» **WORK TO BE COMPLETED**:
Go through the records underneath and write each one out again exactly.

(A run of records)
-----
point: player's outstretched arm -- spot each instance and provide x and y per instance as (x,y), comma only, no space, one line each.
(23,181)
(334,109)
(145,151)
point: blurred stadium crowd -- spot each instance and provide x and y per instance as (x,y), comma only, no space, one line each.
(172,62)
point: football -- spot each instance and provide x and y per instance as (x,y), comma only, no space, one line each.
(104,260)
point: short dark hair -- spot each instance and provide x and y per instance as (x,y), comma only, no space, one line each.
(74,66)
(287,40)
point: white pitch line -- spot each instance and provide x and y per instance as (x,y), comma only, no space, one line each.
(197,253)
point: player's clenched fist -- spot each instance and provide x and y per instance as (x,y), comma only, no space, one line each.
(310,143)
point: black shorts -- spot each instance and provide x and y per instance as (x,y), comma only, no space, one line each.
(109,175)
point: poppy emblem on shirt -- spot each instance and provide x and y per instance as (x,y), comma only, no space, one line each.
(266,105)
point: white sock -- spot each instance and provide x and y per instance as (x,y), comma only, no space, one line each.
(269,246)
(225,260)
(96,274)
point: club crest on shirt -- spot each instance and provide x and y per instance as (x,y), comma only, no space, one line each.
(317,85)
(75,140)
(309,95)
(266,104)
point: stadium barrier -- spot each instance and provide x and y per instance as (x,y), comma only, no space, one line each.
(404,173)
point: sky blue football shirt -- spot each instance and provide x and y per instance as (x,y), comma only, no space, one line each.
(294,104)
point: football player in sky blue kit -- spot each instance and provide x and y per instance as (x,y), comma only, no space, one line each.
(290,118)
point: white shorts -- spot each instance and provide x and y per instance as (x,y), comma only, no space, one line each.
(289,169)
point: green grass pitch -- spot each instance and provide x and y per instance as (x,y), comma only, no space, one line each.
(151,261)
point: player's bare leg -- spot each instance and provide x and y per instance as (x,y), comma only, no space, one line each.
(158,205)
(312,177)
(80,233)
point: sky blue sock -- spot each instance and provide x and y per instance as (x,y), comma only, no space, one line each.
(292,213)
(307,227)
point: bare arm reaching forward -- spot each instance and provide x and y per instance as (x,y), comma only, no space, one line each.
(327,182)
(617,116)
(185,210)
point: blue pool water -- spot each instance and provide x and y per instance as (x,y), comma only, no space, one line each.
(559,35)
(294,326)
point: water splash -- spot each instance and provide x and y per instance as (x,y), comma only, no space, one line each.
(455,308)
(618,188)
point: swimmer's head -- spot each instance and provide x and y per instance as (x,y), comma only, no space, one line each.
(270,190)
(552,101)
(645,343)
-----
» **RESPONSE TO THIS EXERCISE**:
point: player's outstretched arm -- spot each instance and provide x and y per instance as (x,y), comma only, no space, one line each.
(23,181)
(334,109)
(145,151)
point: blurred stadium crowd -- spot each instance and provide x and y per instance as (x,y), comma only, no space, one line each.
(172,62)
point: football -- spot each instance and provide x and y per instance as (x,y), comma only, no space, one line each.
(104,260)
point: short dark hair -- spot each instance and provide x and y per instance as (x,y), comma only, no space, one line each.
(74,66)
(287,40)
point: white pitch line -- spot each instance and provide x and y per instance as (x,y), comma only, no space, one line each.
(197,253)
point: player's clenched fist -- spot each instance and provide x and y per instance as (x,y), comma only, no space, one line each.
(310,143)
point: black shorts -- spot each instance and provide x and y per instance as (x,y), comma only, no space, one line each.
(109,175)
point: poppy emblem on shirt -- spot each instance and provide x and y per instance as (x,y), comma only, no space, one line each.
(266,105)
point: white sock -- spot each instance and provide x and y per instance as (x,y), comma only, no space, one line each.
(269,246)
(225,260)
(96,274)
point: club crest on shirt -- spot each instance and provide x and y per instance as (x,y), comma only, no space, one line each.
(317,85)
(75,140)
(309,95)
(266,104)
point: stadium barrier -- spot each instance and provide x and y per instance as (x,y), comma only, no space, one line each.
(404,173)
point: sky blue football shirt -- spot each instance and provide x and y per instance as (x,y), comma only, no space, one line each.
(294,104)
point: football player in sky blue kit -- spot each instance and provide x and y per instance as (x,y), comma only, no space, one line each.
(290,118)
point: white shorts -- spot each instance and provide x and y per instance as (x,y), comma only, no space, one line each.
(289,169)
point: green grass pitch -- spot each instance and provide x and y per instance as (x,y), comma only, no space, one line each.
(151,261)
point: player's bare leg -- spot each instance and provide x and y per instance as (x,y), comma only, no space, one line each.
(158,205)
(312,177)
(80,233)
point: sky blue sock -- spot each instance and provide x and y per instance as (x,y), comma only, no space, one line each.
(292,213)
(307,227)
point: bare arm reaching forward -- spot each instance and provide x and y per instance as (x,y), comma only, no space, one line each.
(327,182)
(617,116)
(185,210)
point: blue pool water -- spot each instance and provide x and y per instance as (x,y), comma only, no space, one line each.
(559,35)
(294,326)
point: water splash -- spot each instance and provide x and y per instance as (x,y), comma only, no space, one line each.
(455,308)
(618,188)
point: swimmer's head -- spot each instance and provide x and y per instance as (x,y), comma only, no space, one line each.
(270,190)
(552,101)
(645,343)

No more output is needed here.